*** Excerpt provided Section Begins ***
It Took Just 5 Days for Google to Rank My Last Blog Post in Its Top 10 as #2
My last Blog Post was ranked in Google Top 10 at #2 yesterday after only been published for 5 days.
This article explains how I did it. It also offers suggestions to website and blog owners how they might be able to do the same.
It just took 5 days for Google to Rank My Last Blog Post in its Top 10 as #2
I published my Blog Post on April 21, 2016 and by April 26th; Google not only put it into its Top 10, but also ranked it as #2.
The original Blog Post for a U.S. Real Estate School is here:
Tips for Effective Open House Advertising
The Keyword Phrase now Ranked by Google as #2 is: “Effective Open House Advertising" which is higher ranked than similar posts and articles from U.S. News, Realtor Magazine, Chicago Money Magazine, Investopedia, Redfin, Zillow, and Realtor.com. According to Google, over 4 million blogs and websites use that keyword phrase.
*** Excerpt provided Section Ends ***
*Work task 1*: Reproduce the passage from the blog post about ranking in Google's top 10, starting at "The original Blog" and ending at "that keyword phrase.".
*Work task 2*: Take the blog post about ranking in Google's top 10 further, continuing from its last sentence.
*** Dataset extract Section Begins ***
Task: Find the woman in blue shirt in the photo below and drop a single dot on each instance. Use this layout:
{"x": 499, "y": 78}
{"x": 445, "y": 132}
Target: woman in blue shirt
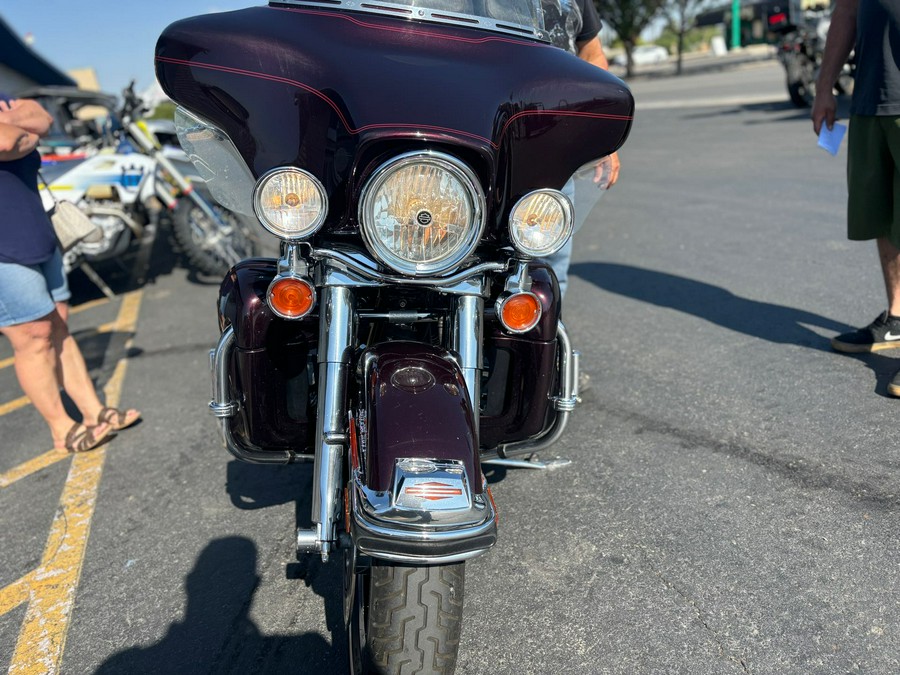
*** Dataset extract Section Ends ***
*Task answer 1*:
The original Blog Post for a U.S. Real Estate School is here:
Tips for Effective Open House Advertising
The Keyword Phrase now Ranked by Google as #2 is: “Effective Open House Advertising" which is higher ranked than similar posts and articles from U.S. News, Realtor Magazine, Chicago Money Magazine, Investopedia, Redfin, Zillow, and Realtor.com. According to Google, over 4 million blogs and websites use that keyword phrase.

*Task answer 2*:
If this were a ghostwritten blog, it will never get into Google Top 10. Because the author is “Steven Rich, MBA”, Google ranked it higher. That’s because “Steven Rich, MBA” is so well branded online that Googling it will show 10 pages of results. How many individuals have 10 pages in Google about them? I don’t know, but having that many Google pages means that Google recognizes the individual as an authority.
Content is King as I learned years ago which was reinforced when I took an Online Marketing course last year. Good content makes the post or web page relevant to the searched keywords, which gets visitors via search engines. Relevant good content leads to recognition as an authority or an expert on the keyword phrase. Once a blog or website or an individual author becomes an “authority” or an “expert” in the eyes of Google and other search engines the search rankings become higher.
Commercial for profit websites and blogs are at a disadvantage when competing against universally recognized experts or authorities. While authoring for Wikipedia, the editors emphasized to me that the online encyclopedia would not cite commercial websites as sources in their footnotes. That’s because commercial websites focus on selling their products or services and seeking profits instead of educating its visitors.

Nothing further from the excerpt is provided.